(Entries from a point annotation set)
[Begin]
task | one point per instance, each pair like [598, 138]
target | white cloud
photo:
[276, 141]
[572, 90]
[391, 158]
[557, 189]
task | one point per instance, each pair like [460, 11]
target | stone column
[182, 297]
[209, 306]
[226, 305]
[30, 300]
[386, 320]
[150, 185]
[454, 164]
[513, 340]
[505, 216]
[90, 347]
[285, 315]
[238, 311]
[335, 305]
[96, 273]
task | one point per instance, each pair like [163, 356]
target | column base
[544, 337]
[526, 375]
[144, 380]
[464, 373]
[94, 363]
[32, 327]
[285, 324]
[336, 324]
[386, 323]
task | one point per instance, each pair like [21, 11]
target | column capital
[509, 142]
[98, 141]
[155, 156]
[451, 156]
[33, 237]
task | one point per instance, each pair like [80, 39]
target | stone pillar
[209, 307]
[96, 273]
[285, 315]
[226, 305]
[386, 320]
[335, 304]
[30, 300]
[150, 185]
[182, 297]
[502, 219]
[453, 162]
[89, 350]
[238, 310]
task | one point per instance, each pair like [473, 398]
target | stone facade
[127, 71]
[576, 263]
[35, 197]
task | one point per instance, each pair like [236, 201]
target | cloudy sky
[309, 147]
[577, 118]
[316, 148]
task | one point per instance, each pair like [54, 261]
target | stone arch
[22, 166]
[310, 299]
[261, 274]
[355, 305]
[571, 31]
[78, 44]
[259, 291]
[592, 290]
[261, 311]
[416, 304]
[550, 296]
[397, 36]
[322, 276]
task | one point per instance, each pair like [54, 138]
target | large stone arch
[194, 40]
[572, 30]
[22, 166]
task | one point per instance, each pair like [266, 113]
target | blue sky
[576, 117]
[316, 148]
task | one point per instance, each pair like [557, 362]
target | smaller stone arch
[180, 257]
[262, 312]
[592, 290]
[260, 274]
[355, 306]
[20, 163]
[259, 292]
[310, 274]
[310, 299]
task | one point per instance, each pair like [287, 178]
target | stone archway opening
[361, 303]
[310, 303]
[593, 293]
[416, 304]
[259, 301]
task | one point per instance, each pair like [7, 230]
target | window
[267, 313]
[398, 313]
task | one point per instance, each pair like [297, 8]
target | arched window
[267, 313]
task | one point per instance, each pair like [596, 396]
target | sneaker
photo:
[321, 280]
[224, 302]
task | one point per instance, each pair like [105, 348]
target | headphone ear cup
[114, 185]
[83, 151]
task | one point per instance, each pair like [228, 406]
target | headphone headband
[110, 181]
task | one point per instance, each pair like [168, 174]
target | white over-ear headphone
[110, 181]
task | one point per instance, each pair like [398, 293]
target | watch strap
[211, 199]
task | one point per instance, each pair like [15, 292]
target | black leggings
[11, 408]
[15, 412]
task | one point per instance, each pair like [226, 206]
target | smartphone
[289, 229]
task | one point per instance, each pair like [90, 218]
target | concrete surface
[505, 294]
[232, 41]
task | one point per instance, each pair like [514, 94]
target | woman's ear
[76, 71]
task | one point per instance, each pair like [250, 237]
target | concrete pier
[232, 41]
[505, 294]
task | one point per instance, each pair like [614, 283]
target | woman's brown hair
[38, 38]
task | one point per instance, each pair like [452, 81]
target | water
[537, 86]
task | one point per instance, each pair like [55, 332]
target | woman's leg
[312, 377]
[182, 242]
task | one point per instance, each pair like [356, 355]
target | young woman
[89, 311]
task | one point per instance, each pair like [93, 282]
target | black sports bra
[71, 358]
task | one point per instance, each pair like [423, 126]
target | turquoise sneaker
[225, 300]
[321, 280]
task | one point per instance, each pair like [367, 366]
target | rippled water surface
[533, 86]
[End]
Rewrite the lines above, replacing every "one point per instance" with "one point per object" and leaving everything else unchanged.

**WORKED SOLUTION:**
task | one point per object, each pair like [598, 138]
target | white cloud
photo:
[276, 141]
[572, 90]
[391, 158]
[557, 189]
task | one point per object, each pair like [460, 11]
target | stone column
[182, 297]
[209, 306]
[226, 305]
[30, 300]
[386, 320]
[150, 185]
[454, 164]
[513, 340]
[505, 216]
[90, 347]
[285, 315]
[238, 311]
[335, 305]
[96, 273]
task | one point per object, each pair like [163, 356]
target | column base
[544, 337]
[526, 375]
[144, 380]
[464, 373]
[94, 363]
[32, 327]
[285, 324]
[336, 324]
[386, 323]
task | one point per object, each pair like [21, 11]
target | column capital
[509, 142]
[98, 141]
[155, 156]
[451, 156]
[33, 237]
task | one point per object, each pair like [80, 39]
target | stone pillar
[209, 307]
[96, 273]
[285, 315]
[226, 305]
[386, 320]
[335, 304]
[30, 300]
[150, 185]
[182, 297]
[502, 219]
[453, 162]
[89, 350]
[238, 310]
task | one point per object, each pair like [473, 398]
target | stone facade
[127, 71]
[576, 263]
[35, 197]
task | one point per object, each pair like [236, 201]
target | cloudy sky
[309, 147]
[577, 118]
[316, 148]
task | one point per object, each pair like [54, 261]
target | stone arch
[22, 166]
[310, 299]
[261, 274]
[355, 305]
[571, 31]
[78, 44]
[259, 291]
[592, 290]
[261, 311]
[416, 304]
[550, 296]
[397, 36]
[322, 276]
task | one point per object, each pair like [54, 138]
target | large stone arch
[194, 40]
[572, 30]
[22, 166]
task | one point per object, each pair like [266, 113]
target | blue sky
[576, 117]
[316, 148]
task | one point per object, each pair like [557, 362]
target | smaller stone arch
[180, 257]
[262, 312]
[592, 290]
[260, 274]
[355, 306]
[20, 163]
[259, 292]
[310, 274]
[310, 299]
task | one point per object, each pair like [287, 178]
target | stone archway opening
[361, 303]
[310, 303]
[593, 293]
[416, 304]
[259, 301]
task | one point per object, each pair like [7, 230]
target | window
[267, 313]
[398, 313]
task | one point per object, each pair like [297, 8]
target | arched window
[267, 313]
task | one point per object, each pair like [596, 396]
target | sneaker
photo:
[321, 280]
[224, 302]
task | one point per object, each pair like [105, 348]
target | headphone ear cup
[114, 185]
[83, 151]
task | one point per object, each pair like [228, 406]
target | headphone headband
[110, 181]
task | one point per object, each pair like [168, 174]
target | white over-ear headphone
[110, 181]
task | one point per object, each pair like [398, 293]
target | watch strap
[211, 199]
task | one point per object, each pair like [15, 292]
target | black leggings
[11, 408]
[15, 412]
task | one point per object, each pair like [226, 206]
target | smartphone
[289, 229]
task | one point per object, each pair like [90, 218]
target | concrete surface
[505, 294]
[232, 41]
task | one point per object, each pair like [514, 94]
target | woman's ear
[76, 71]
task | one point per object, each pair like [250, 237]
target | concrete pier
[232, 41]
[505, 294]
task | one point per object, each pair like [614, 283]
target | woman's brown hair
[38, 38]
task | one point per object, each pair like [452, 81]
target | water
[537, 86]
task | one point per object, each pair like [55, 332]
target | woman's leg
[312, 377]
[182, 242]
task | one point per object, each pair like [356, 355]
target | young woman
[89, 311]
task | one point per object, each pair like [93, 282]
target | black sports bra
[71, 358]
task | one point per object, each pair like [423, 126]
target | turquoise sneaker
[225, 300]
[321, 280]
task | one point per object, each pair like [367, 366]
target | rippled water surface
[533, 86]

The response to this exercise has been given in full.